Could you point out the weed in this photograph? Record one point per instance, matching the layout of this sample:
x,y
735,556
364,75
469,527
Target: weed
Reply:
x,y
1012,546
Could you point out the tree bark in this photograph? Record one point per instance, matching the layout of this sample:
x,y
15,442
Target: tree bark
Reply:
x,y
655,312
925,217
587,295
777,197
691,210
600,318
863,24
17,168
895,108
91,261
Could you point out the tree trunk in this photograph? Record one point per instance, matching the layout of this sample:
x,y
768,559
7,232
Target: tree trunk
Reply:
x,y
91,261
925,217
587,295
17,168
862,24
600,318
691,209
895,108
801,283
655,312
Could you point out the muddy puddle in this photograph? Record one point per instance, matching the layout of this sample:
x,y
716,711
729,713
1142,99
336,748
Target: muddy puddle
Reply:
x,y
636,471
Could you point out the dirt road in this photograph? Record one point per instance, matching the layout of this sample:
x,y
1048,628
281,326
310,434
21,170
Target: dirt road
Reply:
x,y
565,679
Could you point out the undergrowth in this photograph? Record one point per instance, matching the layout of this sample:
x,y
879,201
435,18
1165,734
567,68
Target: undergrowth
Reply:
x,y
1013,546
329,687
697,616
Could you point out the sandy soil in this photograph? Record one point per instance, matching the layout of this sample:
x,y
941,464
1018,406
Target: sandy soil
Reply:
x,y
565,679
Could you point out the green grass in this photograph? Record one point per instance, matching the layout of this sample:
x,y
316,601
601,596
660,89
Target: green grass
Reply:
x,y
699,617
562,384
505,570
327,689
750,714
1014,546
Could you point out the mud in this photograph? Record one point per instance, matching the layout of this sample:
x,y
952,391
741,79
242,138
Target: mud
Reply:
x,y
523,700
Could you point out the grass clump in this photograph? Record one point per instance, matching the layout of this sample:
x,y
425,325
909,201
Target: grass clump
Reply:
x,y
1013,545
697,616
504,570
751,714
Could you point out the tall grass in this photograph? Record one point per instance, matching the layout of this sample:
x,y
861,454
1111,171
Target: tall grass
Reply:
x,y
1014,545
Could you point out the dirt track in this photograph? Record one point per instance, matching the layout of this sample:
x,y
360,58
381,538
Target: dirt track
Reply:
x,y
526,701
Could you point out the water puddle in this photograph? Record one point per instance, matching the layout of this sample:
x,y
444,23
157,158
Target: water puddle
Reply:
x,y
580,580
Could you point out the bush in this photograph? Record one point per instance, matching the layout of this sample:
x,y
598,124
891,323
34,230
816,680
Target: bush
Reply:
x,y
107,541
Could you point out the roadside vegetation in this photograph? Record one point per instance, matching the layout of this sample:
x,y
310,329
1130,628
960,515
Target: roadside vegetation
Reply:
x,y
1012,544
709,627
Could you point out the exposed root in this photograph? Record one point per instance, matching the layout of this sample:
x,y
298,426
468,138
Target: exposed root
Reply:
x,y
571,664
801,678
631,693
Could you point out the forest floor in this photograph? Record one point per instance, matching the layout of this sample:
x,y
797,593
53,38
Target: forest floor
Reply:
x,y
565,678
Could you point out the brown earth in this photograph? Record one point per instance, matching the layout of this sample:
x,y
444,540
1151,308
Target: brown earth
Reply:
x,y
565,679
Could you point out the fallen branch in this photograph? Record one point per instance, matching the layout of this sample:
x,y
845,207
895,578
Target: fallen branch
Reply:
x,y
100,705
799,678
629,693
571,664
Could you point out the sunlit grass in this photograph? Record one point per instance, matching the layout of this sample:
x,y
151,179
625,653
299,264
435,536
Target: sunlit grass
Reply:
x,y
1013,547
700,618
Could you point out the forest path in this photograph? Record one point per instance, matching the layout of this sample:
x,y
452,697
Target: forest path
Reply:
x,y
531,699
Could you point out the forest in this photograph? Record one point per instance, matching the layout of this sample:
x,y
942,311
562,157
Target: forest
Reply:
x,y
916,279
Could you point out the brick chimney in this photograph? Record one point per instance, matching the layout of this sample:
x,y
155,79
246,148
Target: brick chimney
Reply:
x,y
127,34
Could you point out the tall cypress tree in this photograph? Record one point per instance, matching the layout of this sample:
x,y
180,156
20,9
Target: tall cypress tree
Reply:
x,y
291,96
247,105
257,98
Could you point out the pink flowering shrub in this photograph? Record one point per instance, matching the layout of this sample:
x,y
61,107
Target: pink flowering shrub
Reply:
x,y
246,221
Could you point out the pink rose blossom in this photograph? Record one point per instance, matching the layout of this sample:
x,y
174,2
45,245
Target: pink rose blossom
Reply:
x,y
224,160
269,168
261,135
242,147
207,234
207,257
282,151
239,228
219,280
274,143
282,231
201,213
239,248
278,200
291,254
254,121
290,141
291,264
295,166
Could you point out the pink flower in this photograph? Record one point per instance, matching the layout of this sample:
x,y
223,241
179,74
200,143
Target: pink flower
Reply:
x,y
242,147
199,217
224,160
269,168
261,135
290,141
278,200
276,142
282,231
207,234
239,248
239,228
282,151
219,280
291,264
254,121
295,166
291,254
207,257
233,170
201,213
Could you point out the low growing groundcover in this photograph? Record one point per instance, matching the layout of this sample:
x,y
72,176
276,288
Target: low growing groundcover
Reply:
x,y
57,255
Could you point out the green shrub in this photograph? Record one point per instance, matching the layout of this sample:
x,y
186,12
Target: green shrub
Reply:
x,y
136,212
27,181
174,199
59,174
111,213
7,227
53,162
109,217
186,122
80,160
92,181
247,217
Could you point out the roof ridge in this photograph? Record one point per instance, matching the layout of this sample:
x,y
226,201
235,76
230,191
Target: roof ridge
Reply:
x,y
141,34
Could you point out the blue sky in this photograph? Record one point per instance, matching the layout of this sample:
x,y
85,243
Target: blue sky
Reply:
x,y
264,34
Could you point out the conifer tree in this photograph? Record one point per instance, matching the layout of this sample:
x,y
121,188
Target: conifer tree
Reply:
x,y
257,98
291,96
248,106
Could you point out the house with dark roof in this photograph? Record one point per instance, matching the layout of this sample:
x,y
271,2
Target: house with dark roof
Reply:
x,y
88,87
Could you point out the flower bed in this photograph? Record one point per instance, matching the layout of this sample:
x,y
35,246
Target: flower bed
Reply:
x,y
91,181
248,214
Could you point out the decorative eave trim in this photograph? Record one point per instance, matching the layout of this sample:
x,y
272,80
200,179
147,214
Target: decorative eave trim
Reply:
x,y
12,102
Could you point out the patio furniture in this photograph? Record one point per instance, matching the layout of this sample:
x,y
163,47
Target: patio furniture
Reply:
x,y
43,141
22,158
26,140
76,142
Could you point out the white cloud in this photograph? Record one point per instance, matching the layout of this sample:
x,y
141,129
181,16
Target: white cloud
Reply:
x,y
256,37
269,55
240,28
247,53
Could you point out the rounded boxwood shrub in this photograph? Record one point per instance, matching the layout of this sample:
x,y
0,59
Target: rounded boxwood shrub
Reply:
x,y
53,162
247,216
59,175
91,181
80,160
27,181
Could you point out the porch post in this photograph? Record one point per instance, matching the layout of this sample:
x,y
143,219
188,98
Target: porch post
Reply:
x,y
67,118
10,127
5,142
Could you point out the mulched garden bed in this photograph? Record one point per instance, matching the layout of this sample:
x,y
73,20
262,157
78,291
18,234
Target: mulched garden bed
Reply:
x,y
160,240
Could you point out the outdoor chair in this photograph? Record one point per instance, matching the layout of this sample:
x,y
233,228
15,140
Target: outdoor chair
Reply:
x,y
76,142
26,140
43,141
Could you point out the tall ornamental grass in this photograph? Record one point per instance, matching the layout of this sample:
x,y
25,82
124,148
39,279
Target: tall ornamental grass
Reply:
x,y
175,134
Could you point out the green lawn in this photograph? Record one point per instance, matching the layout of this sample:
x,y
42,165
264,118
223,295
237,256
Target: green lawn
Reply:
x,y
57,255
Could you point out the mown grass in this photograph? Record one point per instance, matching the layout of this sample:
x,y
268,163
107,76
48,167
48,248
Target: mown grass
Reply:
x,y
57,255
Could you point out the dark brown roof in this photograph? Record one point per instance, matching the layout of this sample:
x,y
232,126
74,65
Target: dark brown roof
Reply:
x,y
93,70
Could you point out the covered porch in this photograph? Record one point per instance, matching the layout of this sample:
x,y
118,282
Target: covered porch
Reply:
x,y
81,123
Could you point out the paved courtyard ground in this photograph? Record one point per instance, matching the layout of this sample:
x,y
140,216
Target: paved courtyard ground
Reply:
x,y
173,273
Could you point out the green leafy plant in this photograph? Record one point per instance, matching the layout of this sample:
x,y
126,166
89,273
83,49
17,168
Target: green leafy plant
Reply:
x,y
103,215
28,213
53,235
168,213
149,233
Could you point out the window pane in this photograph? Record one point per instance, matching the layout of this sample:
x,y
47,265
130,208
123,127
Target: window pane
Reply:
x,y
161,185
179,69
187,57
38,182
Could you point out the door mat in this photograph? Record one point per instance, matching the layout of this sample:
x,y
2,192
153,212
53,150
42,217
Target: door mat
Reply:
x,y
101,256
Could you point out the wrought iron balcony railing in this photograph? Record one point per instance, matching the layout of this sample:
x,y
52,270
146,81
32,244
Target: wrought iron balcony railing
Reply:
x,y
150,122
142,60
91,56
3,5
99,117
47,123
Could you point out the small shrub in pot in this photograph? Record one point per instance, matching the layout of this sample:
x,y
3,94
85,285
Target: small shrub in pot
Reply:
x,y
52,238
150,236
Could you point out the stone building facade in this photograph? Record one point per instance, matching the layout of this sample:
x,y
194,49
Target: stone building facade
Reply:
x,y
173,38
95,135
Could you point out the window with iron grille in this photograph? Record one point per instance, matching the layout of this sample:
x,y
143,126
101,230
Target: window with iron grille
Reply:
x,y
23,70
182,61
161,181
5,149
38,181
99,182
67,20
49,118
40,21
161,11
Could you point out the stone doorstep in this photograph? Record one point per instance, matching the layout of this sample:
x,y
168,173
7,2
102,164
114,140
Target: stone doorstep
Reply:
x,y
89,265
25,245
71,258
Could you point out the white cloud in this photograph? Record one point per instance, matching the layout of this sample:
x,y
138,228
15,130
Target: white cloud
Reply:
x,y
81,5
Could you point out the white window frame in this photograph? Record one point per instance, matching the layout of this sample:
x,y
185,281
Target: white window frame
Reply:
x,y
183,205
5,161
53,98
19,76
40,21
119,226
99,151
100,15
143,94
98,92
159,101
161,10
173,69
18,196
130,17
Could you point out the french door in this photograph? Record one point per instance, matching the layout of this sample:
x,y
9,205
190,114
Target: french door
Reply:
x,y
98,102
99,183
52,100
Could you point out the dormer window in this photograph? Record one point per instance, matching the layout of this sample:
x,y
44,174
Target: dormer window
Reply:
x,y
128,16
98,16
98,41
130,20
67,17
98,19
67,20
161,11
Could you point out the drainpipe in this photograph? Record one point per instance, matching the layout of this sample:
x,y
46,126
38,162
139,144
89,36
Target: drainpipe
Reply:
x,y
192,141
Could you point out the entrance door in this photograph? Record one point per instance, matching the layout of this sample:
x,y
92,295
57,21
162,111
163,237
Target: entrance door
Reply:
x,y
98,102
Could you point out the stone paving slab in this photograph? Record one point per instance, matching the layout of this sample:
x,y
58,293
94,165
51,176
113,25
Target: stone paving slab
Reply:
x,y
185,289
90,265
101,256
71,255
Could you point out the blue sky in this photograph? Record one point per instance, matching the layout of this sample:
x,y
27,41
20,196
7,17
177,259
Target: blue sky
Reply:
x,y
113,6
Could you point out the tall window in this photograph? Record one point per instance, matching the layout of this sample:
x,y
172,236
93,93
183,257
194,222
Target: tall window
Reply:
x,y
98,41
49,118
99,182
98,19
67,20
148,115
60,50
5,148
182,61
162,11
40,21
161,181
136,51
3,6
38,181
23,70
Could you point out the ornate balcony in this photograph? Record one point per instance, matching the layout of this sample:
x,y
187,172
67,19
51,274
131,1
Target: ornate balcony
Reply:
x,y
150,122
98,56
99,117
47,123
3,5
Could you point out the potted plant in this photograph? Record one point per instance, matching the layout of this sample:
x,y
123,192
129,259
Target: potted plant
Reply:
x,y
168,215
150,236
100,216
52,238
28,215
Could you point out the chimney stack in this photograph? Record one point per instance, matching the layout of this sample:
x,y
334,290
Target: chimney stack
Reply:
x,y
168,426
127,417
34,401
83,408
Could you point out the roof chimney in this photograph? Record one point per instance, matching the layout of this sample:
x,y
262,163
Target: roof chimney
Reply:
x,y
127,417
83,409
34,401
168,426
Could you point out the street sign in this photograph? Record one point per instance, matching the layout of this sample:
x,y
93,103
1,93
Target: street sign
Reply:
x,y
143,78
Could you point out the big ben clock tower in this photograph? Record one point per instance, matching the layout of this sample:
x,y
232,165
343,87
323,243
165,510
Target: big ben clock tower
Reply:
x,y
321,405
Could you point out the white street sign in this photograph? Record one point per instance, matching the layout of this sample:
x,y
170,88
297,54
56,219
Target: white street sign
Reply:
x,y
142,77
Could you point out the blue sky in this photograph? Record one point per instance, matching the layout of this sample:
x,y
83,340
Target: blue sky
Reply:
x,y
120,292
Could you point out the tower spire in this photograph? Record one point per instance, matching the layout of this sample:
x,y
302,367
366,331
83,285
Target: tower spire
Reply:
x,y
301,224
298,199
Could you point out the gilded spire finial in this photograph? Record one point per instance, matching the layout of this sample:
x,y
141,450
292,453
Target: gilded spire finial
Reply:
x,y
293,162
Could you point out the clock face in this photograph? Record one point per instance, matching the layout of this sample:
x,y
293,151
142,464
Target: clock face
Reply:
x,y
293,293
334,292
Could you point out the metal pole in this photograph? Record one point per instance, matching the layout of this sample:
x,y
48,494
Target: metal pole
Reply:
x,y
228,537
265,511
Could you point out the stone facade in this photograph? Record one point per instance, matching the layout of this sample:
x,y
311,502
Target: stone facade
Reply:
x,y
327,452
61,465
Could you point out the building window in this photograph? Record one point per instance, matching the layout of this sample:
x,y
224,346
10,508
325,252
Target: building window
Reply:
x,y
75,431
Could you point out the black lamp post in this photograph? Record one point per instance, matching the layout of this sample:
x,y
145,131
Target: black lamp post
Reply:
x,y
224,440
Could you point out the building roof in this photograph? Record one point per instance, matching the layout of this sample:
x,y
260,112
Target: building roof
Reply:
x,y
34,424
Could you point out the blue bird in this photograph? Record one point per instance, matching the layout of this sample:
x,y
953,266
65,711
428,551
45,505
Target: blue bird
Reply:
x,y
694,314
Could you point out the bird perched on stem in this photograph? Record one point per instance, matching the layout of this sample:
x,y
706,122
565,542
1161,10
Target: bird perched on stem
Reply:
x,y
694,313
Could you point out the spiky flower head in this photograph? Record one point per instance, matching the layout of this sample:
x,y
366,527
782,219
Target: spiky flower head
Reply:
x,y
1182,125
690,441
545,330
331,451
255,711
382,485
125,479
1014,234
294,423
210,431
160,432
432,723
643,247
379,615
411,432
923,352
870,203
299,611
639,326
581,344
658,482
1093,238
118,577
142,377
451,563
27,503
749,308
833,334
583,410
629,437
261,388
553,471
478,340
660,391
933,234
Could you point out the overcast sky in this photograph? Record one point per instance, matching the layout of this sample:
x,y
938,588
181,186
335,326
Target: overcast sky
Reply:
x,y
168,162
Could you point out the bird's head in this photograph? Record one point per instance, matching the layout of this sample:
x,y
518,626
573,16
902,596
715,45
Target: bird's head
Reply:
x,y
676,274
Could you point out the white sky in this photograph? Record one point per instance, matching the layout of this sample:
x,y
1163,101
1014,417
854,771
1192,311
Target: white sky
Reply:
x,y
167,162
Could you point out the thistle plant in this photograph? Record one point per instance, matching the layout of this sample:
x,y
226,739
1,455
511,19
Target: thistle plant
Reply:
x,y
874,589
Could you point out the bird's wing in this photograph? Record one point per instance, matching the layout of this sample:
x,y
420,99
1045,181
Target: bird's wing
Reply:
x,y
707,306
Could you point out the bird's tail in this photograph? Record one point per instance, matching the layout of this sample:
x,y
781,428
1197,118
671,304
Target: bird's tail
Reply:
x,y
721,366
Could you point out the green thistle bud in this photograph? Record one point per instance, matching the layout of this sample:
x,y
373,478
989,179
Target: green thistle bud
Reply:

Activity:
Show each line of the data that contains the string "chair".

The answer:
Could you point out the outdoor chair in this photograph? Record one point per instance, matching the layout of this sample:
Target: outdoor chair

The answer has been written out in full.